Data lines —
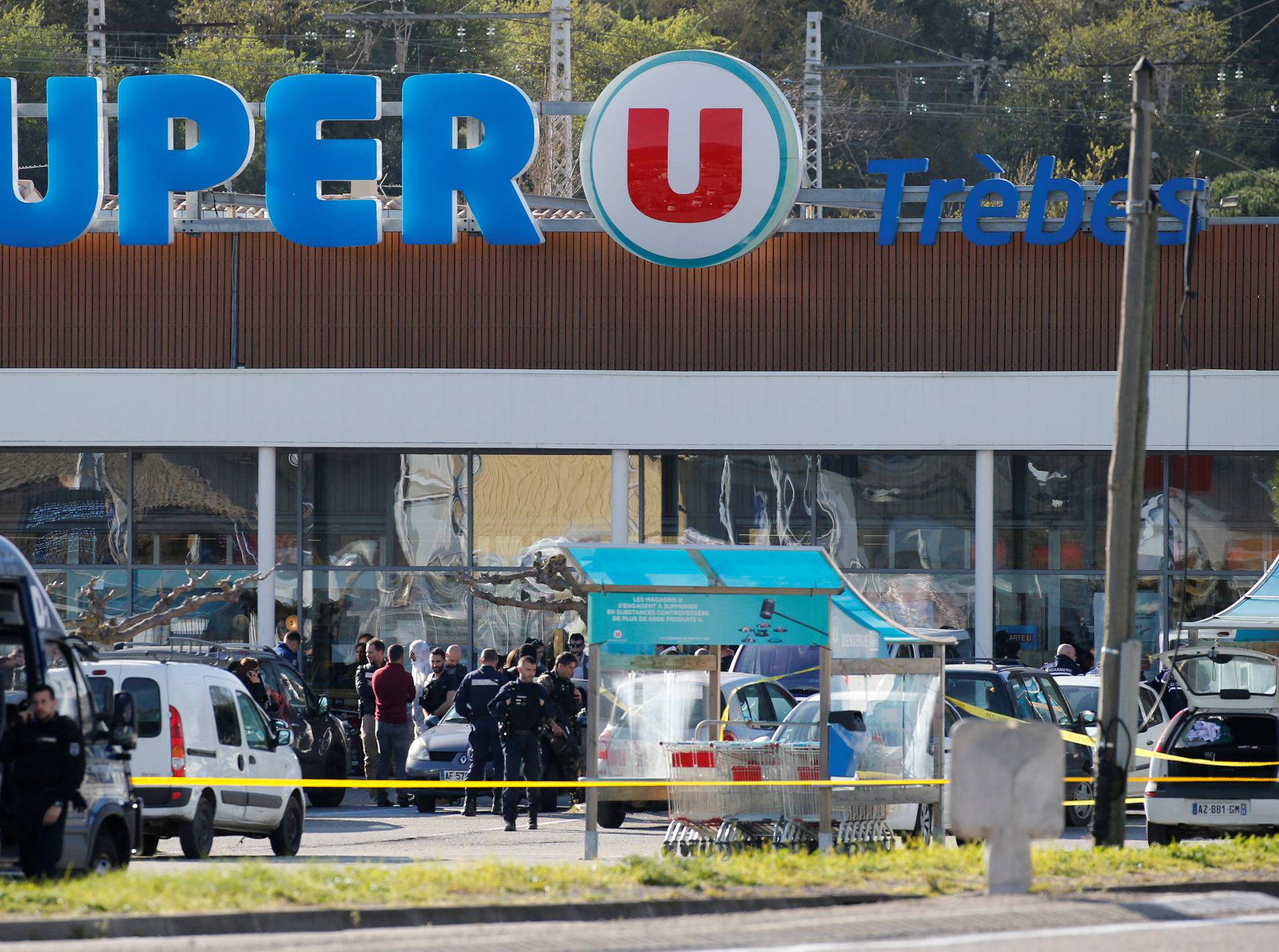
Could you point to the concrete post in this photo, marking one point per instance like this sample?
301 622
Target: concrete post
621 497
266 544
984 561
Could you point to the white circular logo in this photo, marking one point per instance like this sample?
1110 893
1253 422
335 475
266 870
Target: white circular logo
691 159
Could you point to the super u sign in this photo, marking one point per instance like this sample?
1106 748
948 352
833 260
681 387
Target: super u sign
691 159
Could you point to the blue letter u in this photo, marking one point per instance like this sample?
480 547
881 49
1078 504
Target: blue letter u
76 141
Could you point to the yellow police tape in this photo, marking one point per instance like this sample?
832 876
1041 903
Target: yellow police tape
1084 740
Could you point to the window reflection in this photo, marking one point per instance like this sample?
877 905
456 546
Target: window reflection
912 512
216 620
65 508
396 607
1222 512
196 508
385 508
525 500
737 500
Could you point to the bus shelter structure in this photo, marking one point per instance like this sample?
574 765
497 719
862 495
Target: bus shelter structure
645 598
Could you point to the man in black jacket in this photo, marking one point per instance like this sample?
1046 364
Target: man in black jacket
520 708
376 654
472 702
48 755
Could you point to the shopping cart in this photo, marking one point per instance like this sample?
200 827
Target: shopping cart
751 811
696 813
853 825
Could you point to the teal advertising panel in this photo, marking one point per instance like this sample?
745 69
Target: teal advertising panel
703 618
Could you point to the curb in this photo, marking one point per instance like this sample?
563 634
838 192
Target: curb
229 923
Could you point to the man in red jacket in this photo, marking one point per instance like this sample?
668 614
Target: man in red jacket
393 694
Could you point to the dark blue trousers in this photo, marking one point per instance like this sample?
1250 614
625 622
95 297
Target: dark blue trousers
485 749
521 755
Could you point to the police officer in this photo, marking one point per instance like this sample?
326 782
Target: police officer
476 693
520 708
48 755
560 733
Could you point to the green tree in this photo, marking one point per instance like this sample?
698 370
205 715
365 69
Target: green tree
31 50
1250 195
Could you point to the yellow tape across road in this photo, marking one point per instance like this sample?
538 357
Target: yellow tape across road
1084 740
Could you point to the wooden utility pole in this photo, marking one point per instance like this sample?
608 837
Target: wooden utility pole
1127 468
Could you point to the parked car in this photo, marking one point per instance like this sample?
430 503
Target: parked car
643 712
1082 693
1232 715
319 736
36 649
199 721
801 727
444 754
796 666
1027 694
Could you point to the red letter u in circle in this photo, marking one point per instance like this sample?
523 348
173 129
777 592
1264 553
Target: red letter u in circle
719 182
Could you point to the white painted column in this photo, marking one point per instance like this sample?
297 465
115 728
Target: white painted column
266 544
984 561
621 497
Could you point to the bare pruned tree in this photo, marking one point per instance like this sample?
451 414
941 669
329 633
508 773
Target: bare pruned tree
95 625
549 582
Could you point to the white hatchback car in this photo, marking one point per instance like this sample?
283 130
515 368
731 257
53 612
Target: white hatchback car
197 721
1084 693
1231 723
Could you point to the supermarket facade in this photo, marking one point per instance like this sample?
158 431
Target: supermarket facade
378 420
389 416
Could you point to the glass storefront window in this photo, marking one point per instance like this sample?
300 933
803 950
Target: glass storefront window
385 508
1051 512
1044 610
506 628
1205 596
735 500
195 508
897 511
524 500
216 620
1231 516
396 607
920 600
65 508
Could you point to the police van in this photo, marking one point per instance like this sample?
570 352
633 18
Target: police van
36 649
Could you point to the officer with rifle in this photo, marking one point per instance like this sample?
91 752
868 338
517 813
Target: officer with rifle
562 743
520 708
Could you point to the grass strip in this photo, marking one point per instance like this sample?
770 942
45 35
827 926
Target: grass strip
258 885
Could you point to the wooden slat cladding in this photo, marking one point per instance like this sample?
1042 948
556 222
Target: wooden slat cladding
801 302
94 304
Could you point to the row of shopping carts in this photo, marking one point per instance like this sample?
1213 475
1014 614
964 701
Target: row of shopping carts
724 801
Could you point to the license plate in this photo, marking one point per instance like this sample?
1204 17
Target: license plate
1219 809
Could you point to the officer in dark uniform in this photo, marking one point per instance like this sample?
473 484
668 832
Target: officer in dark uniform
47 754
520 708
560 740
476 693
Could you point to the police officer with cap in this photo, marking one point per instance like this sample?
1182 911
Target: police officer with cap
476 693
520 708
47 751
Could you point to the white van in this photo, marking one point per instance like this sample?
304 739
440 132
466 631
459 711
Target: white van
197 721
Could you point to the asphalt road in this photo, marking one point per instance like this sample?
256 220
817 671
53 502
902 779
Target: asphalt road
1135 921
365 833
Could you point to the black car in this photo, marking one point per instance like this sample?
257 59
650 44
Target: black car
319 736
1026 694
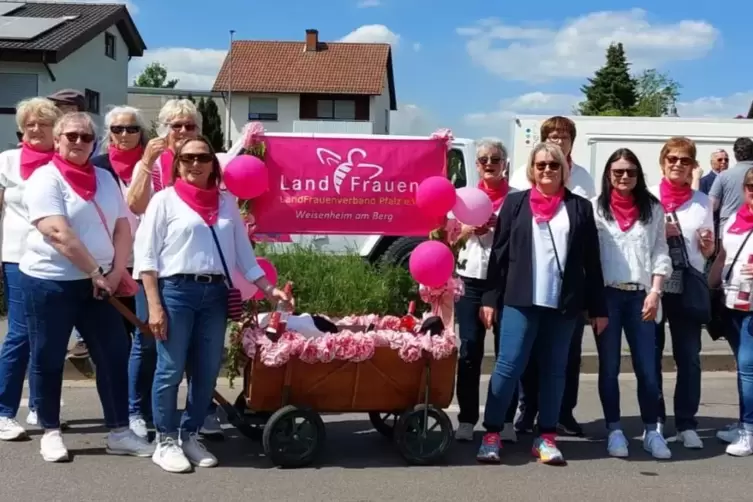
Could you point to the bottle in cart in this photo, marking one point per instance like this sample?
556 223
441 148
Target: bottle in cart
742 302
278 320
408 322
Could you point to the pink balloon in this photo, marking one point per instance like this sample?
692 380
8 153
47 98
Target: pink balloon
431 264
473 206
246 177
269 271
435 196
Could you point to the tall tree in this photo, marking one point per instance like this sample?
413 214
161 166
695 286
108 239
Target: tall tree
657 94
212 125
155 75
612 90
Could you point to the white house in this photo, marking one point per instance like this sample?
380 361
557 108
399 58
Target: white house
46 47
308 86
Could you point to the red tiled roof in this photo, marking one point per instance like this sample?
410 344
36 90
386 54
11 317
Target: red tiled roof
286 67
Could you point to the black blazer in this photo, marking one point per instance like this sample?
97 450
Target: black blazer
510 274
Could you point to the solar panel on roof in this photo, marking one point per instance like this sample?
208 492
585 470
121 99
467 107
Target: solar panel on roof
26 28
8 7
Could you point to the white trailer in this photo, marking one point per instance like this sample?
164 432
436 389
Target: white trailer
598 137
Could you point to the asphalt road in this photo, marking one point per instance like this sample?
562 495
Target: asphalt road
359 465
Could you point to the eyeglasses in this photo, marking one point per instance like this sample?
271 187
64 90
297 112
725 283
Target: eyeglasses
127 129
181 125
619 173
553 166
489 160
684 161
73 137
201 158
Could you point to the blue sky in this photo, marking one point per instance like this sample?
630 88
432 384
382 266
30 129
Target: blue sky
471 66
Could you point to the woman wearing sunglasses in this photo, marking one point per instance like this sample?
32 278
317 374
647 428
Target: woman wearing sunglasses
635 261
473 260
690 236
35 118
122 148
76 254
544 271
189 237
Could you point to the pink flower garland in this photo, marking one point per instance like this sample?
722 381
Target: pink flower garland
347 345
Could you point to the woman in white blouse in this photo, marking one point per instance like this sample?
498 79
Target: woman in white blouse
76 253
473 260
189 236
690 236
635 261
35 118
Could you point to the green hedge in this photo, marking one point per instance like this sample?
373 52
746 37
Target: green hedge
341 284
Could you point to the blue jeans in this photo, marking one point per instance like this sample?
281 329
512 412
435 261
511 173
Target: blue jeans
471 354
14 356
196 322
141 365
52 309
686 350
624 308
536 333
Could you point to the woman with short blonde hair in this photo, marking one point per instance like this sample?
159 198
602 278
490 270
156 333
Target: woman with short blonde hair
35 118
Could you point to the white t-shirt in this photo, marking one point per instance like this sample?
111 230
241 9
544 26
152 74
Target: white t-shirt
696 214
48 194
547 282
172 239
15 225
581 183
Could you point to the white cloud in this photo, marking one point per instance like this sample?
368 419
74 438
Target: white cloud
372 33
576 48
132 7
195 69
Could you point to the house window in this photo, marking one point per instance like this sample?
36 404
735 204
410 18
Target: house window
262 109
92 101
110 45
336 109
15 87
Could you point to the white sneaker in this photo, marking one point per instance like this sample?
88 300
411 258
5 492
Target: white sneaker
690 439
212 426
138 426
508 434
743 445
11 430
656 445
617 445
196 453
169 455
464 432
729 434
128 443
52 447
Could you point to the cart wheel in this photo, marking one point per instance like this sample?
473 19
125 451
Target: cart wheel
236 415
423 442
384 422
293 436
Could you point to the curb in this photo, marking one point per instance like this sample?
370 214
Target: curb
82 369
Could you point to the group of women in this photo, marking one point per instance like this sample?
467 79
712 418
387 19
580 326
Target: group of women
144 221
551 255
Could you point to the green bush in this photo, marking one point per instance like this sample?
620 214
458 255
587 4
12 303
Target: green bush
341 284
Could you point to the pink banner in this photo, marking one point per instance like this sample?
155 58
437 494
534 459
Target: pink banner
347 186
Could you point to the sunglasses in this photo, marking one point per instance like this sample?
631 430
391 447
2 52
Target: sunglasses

What is asked — Reproduce the lines word for word, starting at the one holding "Could you point to the green bush" and ending at the final line of the material above.

Written solution —
Could you point to the green bush in this photo, marking one point per instance like this sample?
620 214
458 255
587 4
12 303
Target: green bush
341 284
Could you point to the pink banner in this photo, marking one point per instance like this sample?
155 58
437 494
534 459
Target: pink banner
347 186
Could you point to the sunglasses in this photo, marking one point per instance like this sample?
631 430
391 447
2 52
Target: sunglasses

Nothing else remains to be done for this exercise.